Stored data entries
━━━━

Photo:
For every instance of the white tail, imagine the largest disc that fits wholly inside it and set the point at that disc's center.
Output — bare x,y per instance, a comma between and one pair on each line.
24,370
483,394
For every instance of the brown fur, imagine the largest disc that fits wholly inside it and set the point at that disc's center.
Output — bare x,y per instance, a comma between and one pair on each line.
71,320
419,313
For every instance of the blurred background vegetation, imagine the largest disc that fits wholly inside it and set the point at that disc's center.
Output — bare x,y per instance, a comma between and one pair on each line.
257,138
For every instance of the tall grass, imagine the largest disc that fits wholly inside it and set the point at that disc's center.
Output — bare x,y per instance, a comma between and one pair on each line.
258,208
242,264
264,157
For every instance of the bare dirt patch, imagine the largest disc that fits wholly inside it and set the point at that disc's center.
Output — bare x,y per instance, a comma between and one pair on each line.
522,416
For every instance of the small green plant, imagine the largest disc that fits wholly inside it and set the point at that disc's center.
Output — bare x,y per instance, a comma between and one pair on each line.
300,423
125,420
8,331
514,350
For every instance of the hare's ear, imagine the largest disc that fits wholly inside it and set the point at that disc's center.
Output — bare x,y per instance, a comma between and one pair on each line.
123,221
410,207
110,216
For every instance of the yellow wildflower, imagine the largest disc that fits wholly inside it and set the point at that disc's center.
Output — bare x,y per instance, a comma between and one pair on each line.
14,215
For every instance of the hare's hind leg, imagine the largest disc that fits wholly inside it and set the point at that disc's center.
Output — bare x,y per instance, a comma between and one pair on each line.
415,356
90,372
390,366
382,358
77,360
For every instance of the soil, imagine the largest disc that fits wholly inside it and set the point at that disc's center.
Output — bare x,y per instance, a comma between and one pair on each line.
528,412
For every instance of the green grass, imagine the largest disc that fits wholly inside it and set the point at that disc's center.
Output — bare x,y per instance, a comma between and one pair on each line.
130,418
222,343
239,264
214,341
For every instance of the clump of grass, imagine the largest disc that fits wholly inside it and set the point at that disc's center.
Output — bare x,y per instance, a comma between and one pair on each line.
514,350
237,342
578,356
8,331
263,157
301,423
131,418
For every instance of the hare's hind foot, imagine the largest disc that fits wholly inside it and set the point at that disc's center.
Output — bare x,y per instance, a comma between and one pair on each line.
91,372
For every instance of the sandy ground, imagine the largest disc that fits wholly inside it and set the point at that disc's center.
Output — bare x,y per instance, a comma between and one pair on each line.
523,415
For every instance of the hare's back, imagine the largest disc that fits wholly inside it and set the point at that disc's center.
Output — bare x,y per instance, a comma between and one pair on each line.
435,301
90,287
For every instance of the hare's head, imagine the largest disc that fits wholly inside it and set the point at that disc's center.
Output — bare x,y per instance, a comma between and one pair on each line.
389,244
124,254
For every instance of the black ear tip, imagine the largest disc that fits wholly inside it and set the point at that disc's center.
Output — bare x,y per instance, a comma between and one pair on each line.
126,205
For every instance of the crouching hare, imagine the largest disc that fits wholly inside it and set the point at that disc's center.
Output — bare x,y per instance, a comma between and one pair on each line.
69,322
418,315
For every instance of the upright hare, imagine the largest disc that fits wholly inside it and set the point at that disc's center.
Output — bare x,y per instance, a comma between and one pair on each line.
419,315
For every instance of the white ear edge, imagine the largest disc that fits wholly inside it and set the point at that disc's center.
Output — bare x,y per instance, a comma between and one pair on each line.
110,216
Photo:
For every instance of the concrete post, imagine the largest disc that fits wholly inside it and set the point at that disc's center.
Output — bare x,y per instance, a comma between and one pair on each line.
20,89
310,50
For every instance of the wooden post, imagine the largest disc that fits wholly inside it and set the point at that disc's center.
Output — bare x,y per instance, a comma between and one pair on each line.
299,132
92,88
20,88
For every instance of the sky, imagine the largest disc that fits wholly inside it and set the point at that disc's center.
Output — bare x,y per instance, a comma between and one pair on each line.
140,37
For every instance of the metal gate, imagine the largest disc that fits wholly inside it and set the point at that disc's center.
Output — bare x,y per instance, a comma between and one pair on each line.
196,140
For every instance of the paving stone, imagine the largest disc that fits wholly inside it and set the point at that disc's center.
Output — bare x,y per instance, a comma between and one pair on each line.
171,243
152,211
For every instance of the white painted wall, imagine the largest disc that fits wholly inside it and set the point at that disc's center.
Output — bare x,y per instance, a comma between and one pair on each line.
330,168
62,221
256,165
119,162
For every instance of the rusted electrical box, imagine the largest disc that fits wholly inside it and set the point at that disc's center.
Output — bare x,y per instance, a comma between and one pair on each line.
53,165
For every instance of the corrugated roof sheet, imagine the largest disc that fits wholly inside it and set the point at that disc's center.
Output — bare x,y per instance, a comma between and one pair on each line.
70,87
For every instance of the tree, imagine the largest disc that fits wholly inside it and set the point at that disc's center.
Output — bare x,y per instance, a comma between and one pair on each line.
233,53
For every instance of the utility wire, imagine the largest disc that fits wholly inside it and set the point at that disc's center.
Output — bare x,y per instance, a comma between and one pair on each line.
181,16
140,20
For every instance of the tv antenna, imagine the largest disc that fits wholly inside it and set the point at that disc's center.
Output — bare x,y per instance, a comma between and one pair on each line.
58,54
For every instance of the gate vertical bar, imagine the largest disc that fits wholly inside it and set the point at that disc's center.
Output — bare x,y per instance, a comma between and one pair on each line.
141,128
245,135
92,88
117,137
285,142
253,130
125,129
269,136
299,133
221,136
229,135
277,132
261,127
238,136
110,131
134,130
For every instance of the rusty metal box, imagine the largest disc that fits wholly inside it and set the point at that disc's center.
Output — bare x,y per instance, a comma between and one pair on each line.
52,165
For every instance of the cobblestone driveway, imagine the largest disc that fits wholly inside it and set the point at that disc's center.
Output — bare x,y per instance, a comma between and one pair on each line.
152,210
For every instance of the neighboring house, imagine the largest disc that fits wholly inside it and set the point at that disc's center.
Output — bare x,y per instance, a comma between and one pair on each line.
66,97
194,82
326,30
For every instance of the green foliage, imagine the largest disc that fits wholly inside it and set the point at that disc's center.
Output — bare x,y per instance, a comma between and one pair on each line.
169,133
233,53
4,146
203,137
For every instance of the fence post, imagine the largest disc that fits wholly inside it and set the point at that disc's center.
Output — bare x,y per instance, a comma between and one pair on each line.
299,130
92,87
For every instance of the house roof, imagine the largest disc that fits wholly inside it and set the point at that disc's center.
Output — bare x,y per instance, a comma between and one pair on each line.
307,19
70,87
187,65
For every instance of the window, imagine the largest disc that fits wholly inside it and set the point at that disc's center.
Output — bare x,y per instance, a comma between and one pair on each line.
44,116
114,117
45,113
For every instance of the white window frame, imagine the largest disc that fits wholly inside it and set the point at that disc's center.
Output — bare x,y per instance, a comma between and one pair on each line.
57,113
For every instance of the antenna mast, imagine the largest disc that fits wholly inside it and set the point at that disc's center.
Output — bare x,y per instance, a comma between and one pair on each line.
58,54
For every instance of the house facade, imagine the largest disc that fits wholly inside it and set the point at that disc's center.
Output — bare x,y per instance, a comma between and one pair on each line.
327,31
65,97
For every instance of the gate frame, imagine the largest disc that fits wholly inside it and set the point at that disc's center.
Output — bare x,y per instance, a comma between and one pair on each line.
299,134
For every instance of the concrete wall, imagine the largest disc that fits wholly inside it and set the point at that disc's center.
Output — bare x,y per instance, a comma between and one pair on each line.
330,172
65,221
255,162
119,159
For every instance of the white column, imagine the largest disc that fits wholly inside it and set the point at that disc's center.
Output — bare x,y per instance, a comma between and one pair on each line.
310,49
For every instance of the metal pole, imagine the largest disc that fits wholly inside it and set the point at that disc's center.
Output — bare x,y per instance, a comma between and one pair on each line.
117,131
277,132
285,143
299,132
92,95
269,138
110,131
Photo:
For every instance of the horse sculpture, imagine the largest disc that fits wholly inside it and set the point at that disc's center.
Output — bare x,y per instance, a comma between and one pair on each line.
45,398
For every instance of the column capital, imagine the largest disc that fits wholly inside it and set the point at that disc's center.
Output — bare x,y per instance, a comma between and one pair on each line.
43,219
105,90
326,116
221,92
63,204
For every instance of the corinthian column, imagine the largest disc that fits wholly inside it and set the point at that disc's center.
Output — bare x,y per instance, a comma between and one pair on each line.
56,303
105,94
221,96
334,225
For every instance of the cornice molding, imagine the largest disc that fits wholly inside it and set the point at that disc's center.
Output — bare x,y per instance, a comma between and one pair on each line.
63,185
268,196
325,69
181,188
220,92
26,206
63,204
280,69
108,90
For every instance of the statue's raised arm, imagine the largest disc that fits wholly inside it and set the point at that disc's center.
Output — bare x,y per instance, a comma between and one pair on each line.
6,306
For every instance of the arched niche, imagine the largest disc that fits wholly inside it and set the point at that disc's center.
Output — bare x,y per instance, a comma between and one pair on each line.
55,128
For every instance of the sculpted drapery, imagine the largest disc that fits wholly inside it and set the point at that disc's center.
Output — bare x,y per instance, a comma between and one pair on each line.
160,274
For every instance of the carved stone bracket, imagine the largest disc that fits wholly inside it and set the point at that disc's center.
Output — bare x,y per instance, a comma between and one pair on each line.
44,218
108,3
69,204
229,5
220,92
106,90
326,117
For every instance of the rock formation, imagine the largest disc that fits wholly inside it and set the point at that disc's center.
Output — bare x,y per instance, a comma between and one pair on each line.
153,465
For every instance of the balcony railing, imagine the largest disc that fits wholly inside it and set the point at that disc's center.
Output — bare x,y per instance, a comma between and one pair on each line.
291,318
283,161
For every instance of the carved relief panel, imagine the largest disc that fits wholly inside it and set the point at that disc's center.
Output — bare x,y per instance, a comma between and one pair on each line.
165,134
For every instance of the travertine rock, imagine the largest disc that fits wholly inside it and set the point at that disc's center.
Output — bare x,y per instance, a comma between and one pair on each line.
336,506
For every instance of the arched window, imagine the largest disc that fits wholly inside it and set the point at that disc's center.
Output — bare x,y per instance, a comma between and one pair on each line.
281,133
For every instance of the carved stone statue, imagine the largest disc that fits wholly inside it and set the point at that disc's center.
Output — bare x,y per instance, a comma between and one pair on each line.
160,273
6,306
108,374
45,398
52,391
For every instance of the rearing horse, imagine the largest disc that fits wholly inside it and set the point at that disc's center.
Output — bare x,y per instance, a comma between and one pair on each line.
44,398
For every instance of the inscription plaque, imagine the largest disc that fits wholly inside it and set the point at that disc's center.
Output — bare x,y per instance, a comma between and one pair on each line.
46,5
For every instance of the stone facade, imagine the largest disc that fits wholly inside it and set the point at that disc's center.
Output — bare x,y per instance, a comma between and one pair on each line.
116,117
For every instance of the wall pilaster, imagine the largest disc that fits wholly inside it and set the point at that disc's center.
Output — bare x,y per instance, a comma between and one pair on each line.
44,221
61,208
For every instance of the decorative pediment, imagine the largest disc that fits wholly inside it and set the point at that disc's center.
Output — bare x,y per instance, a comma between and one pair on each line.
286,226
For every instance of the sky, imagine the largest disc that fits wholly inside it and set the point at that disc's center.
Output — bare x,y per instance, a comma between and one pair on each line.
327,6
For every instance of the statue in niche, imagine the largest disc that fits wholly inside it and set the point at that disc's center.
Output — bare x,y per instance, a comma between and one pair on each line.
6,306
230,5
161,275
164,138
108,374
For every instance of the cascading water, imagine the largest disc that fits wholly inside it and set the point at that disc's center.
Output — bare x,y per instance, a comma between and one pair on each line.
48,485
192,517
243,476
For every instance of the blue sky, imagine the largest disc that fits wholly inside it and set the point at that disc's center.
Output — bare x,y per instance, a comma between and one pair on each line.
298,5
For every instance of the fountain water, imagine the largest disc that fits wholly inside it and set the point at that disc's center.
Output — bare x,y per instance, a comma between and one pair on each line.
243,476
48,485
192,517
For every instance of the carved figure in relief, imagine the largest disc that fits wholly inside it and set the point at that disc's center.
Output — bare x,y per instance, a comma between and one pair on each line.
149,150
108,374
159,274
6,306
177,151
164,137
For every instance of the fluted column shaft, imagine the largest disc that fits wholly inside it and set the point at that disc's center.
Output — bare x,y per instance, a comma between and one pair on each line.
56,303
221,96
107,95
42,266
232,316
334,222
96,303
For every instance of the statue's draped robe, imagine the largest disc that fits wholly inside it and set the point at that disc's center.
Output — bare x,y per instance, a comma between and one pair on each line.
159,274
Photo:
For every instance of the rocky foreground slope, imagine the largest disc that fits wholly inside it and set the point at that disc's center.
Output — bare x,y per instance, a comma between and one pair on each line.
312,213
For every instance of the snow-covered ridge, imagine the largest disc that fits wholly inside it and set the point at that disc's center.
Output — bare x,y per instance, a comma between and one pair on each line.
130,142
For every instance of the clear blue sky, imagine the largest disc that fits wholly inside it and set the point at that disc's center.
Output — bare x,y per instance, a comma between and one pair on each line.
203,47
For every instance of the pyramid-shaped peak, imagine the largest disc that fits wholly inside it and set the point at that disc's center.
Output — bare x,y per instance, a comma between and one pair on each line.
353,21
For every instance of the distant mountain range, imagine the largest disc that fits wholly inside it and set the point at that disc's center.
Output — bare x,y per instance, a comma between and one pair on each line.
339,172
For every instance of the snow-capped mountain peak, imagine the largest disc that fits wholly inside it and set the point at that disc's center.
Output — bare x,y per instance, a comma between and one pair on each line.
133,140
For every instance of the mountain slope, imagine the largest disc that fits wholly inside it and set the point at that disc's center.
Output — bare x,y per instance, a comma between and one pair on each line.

━━━━

**TASK TO COMPLETE:**
Everything from the line containing "For every instance of the carved figure" through the last line of the records must be given again exactly; leave out all other lines.

**RESULT:**
For every instance of the carved figure in relief, imagine the largest disc that fits wholly inside it and set the point at that disc's center.
Output — bare x,y per instance, a comma between and one pair on each line.
149,150
108,374
159,274
6,306
177,151
164,137
For every instance of the fluted column shaft, imagine the largest disc that fits wholly inside it and set the point at that disc's center.
Output — bare x,y per instance, a comma between and one pair on each line.
56,303
221,96
107,95
42,266
232,316
334,222
96,303
For every instance of the statue's draped robe, imagine the largest disc that fits wholly inside it and set the point at that disc's center.
Output — bare x,y per instance, a comma between and one pair on each line.
159,274
Photo:
For every instance of the rocky foreground slope, imagine the largest disc that fits wholly inside it and set the point at that disc's center.
Output — bare x,y per instance, a comma between and one pair on each line.
312,213
For every instance of the snow-covered ridge, imagine the largest disc that fits wholly inside it and set the point at that disc's center.
Output — bare x,y per instance, a comma between and one pair on each line.
130,142
For every instance of the clear blue sky, imagine the largest disc that fits wholly inside it and set the point at that disc's center.
Output — bare x,y per instance, a comma between and one pair on each line.
203,47
For every instance of the pyramid-shaped peak, imagine the largest disc that fits wholly inside it and set the point at that disc's center.
Output — bare x,y per instance, a comma between and one pair on each line.
353,21
For every instance of the distant mountain range, imagine the largest disc that fits wholly inside it and set the point at that disc's center.
Output — bare x,y per instance, a comma between and one pair on each line.
339,172
For every instance of the snow-capped mountain peak, imagine the largest disc that fits wholly inside it and set the point at that disc's center.
Output — bare x,y per instance, a comma between and one pair on each line.
133,140
For every instance of the mountain slope, imagine the largest disc that fits wholly inside it and set the point at that disc's center.
Output — bare x,y per instance, a comma between and one pair on each line.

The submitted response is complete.